ANONYME DE PÉROUSE 7, 31-36

CHAPITRE VII

COMMENT ILS ALLÈRENT À ROME, OÙ LE SEIGNEUR PAPE LEUR DONNA L’AUTORISATION DE SUIVRE LEUR REGLE ET DE PRÊCHER

 31a. – Voyant que la grâce du Sauveur augmentait le nombre de ses frères et leur audience parmi les gens, le bienheureux François leur déclara : « Frères, je constate que le Seigneur veut faire de nous une communauté de plus en plus nombreuse. Allons donc trouver notre Mère l’Eglise romaine : informons le souverain pontife de ce que Dieu opère par notre moyen, afin de poursuivre sous son approbation et direction l’œuvre que nous avons entreprise. » La proposition leur ayant agréé, il prit avec lui les douze frères et ils se mirent en chemin vers Rome[1].

▶ _Tâche à réaliser_: Veuillez recopier le texte étudié en entier, sans y changer quoi que ce soit. Les données ci-dessous ne sont pas nécessaires.

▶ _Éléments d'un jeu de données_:
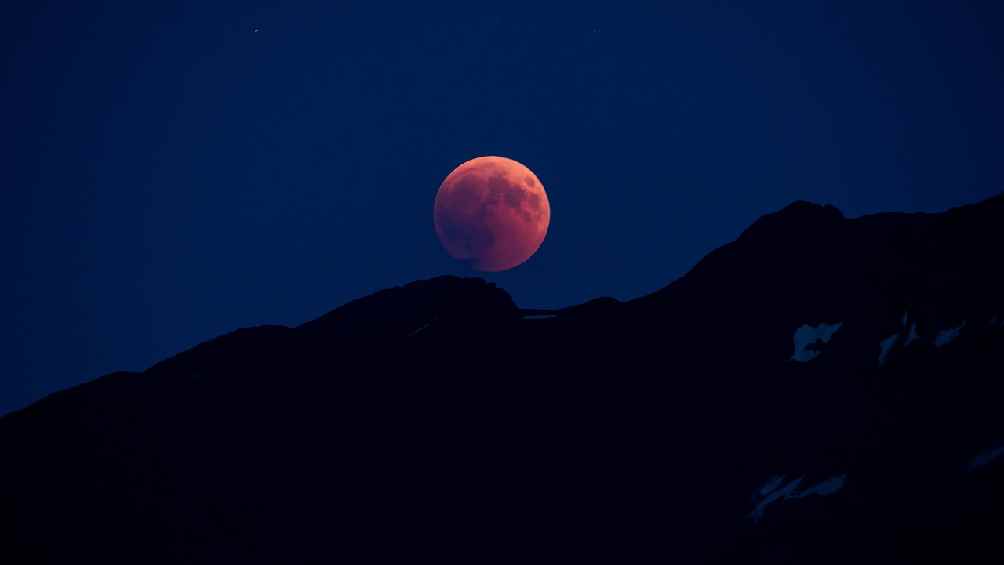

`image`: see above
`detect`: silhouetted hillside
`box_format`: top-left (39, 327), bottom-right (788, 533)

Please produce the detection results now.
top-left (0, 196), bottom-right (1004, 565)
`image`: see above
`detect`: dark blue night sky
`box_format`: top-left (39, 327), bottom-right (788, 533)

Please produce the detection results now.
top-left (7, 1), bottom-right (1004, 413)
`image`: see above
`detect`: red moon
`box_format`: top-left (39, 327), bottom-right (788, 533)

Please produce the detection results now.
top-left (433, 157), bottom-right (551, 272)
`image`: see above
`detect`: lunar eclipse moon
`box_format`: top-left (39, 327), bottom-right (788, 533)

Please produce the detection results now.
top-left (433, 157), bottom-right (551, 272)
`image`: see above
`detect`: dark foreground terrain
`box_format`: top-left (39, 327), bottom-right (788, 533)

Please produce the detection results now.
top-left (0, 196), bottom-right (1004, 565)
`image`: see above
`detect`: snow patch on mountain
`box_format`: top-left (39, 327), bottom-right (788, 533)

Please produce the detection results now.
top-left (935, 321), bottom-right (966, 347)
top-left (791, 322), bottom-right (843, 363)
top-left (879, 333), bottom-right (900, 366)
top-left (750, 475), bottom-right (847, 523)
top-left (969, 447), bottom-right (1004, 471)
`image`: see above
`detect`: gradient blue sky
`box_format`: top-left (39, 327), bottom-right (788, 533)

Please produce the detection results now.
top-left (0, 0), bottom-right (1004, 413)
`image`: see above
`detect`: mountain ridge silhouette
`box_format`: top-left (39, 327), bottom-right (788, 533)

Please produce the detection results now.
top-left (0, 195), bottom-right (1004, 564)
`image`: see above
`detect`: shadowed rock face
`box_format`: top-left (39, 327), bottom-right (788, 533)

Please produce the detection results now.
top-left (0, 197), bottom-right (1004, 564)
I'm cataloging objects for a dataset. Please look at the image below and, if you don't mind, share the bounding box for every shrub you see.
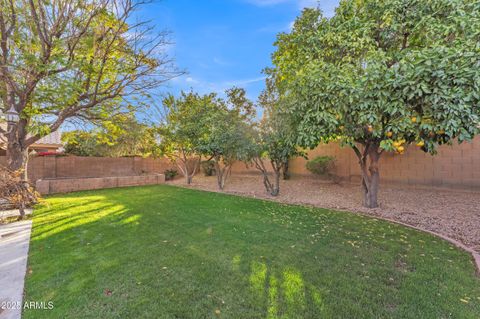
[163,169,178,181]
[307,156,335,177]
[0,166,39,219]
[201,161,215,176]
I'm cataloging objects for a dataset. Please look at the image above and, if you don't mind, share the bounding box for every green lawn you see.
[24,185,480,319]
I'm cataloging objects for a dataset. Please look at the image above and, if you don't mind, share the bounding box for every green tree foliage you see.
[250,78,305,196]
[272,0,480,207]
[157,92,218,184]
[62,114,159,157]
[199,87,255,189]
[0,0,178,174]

---

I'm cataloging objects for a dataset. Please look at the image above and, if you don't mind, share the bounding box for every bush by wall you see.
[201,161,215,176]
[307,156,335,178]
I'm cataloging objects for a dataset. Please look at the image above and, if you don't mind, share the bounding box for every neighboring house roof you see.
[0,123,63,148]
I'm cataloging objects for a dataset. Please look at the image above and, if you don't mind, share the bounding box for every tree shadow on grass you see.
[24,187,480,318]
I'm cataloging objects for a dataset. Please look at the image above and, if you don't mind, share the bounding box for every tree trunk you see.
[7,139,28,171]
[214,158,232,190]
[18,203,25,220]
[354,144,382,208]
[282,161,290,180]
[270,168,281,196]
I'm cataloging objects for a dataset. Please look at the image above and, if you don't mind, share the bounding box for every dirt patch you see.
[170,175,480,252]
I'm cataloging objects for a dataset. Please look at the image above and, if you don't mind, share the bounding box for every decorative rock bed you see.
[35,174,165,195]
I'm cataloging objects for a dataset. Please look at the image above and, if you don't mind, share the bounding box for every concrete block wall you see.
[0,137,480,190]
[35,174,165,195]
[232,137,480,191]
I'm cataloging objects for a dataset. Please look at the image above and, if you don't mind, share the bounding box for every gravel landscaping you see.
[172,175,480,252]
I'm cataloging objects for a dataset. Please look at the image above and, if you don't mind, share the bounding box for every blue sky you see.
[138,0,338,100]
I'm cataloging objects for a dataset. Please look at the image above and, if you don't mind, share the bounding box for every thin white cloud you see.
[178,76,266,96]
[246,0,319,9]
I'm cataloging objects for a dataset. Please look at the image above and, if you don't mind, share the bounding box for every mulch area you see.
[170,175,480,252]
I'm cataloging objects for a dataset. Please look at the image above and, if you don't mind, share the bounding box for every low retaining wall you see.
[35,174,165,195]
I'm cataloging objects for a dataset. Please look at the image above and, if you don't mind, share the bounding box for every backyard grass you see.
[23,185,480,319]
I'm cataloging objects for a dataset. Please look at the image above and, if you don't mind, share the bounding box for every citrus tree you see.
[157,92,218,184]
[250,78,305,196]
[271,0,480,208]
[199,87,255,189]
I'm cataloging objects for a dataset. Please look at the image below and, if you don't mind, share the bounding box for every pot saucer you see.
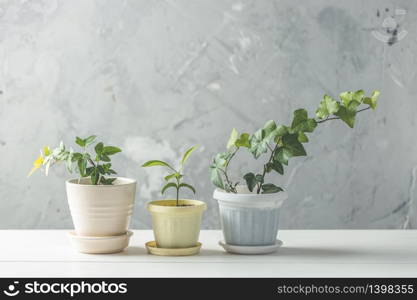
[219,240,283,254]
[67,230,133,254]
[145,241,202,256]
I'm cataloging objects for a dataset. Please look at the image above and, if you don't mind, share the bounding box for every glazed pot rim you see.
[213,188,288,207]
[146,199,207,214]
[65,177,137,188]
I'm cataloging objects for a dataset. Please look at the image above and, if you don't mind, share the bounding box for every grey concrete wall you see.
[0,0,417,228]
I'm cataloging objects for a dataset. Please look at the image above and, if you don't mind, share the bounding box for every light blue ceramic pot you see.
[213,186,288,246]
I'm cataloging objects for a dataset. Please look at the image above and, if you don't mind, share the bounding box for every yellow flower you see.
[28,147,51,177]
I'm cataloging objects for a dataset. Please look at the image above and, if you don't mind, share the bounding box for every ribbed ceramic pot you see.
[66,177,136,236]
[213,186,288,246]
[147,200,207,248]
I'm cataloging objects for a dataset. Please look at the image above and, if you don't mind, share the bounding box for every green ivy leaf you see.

▶ _Réponse_:
ANONYME DE PÉROUSE 7, 31-36

CHAPITRE VII

COMMENT ILS ALLÈRENT À ROME, OÙ LE SEIGNEUR PAPE LEUR DONNA L’AUTORISATION DE SUIVRE LEUR REGLE ET DE PRÊCHER

 31a. – Voyant que la grâce du Sauveur augmentait le nombre de ses frères et leur audience parmi les gens, le bienheureux François leur déclara : « Frères, je constate que le Seigneur veut faire de nous une communauté de plus en plus nombreuse. Allons donc trouver notre Mère l’Eglise romaine : informons le souverain pontife de ce que Dieu opère par notre moyen, afin de poursuivre sous son approbation et direction l’œuvre que nous avons entreprise. » La proposition leur ayant agréé, il prit avec lui les douze frères et ils se mirent en chemin vers Rome[1].